* [TEKS]
-=-=-=-=-

Buletin Kaffah, No. 111-19 Shafar 1441 H/18 Oktober 2019 M
AMANAH JABATAN DAN KEKUASAAN
Harap-harap cemas. Itulah barangkali
yang menggelayuti hati dan pikiran sebagian elit politik negeri ini menjelang
pemerintahan baru. Sebagaimana diketahui, pelantikan presiden dan wakil
presiden baru, sekaligus pembentukan kabinet baru, tinggal menghitung hari.
Presiden dan wakil presiden terpilih hasil Pilpres beberapa waktu lalu—meski
sempat dibayang-bayangi tudingan kecurangan brutal, massif dan
terstruktur—tentu amat berharap pelantikan keduanya tidak menghadapi hambatan
dan gangguan.
Para tokoh dan elit parpol, baik
yang masih menjabat ataupun yang belum menjabat, juga sama-sama berharap. Yang
sedang menjabat berharap besar dapat kembali menjabat. Tidak tergusur dari
pemerintahan. Yang belum menjabat tentu amat berharap kali ini mendapat
jabatan. Karena itu masing-masing parpol dan elitnya saling bermanuver. Yang
awalnya kontra rejim, sekarang berusaha melakukan rekonsiliasi. Tentu demi
jabatan dan kekuasaan. Yang selama ini pro rejim, apalagi merasa sudah
‘berdarah-darah’ berjuang memenangkan Pilpres, tentu tak akan rela begitu saja
tersingkir dari arena rebutan jabatan dan kekuasaan. Masing-masing melakukan
lobi-lobi. Tak peduli harus menjilat sana-sini. Bahkan masing-masing melakukan
berbagai intrik. Tak peduli saling sikut demi sebuah kursi.
Begitulah
realitas politik demokrasi sekular hari ini. Banyak kalangan telah diperbudak
nafsu jabatan dan kekuasaan. Untuk itu mereka sering tak peduli halal-haram,
baik-buruk atau benar-salah. Tak peduli untuk itu mereka harus mengorbankan
idealisme. Bahkan tak peduli untuk itu mereka harus mengorbankan rakyat
kebanyakan. Yang penting jabatan dan kekuasaan ada dalam genggaman.
Beratnya
Amanah Jabatan dan Kekuasaan
Kepemimpinan adalah amanah. Siapa
saja yang memegang amanah kepemimpinan ini pasti akan dimintai
pertanggungjawaban oleh Allah SWT di Akhirat kelak. Rasulullah saw. bersabda:
فَاْلإمَامُ رَاعٍ وَ
مَسْئُوْلٌ عَنْ رَعِيَّتِهِ
Seorang
imam (pemimpin) adalah pengurus rakyat dan dia akan dimintai pertanggungjawaban
atas rakyat yang dia urus (HR al-Bukhari dan Muslim).

-=-=-=-=-

* [BAHAN SUMBER]
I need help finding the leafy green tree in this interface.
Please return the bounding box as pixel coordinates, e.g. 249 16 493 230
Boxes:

-=-=-=-=-

* [SOAL A] Salin dengan tepat sebagian teks buletin tentang amanah jabatan: mulailah dari kata-kata yang memuat "Buletin Kaffah, No." dan berhenti setelah "tinggal menghitung hari.".
* [SOAL B]
Jawab pertanyaan berikut berdasarkan teks buletin tentang amanah jabatan.
(i) Menurut teks, apa saja yang tinggal menghitung hari?
(ii) Apa yang sekarang diupayakan oleh pihak yang awalnya kontra rejim?
(iii) Siapa perawi hadis yang dikutip dalam teks?
* [SOAL C] Ringkas teks buletin tentang amanah jabatan dalam dua kalimat.

* [HASIL A]
Buletin Kaffah, No. 111-19 Shafar 1441 H/18 Oktober 2019 M
AMANAH JABATAN DAN KEKUASAAN
Harap-harap cemas. Itulah barangkali
yang menggelayuti hati dan pikiran sebagian elit politik negeri ini menjelang
pemerintahan baru. Sebagaimana diketahui, pelantikan presiden dan wakil
presiden baru, sekaligus pembentukan kabinet baru, tinggal menghitung hari.

* [HASIL B]
(i) Pelantikan presiden dan wakil presiden baru, sekaligus pembentukan kabinet baru.
(ii) Melakukan rekonsiliasi.
(iii) Al-Bukhari dan Muslim.

* [HASIL C] Menjelang pelantikan presiden dan wakil presiden baru serta pembentukan kabinet baru, para parpol dan elitnya saling bermanuver, melobi, dan melakukan intrik demi jabatan dan kekuasaan. Banyak kalangan dalam politik demokrasi sekular telah diperbudak nafsu jabatan dan kekuasaan, sedangkan kepemimpinan adalah amanah yang akan dimintai pertanggungjawaban oleh Allah SWT di Akhirat kelak.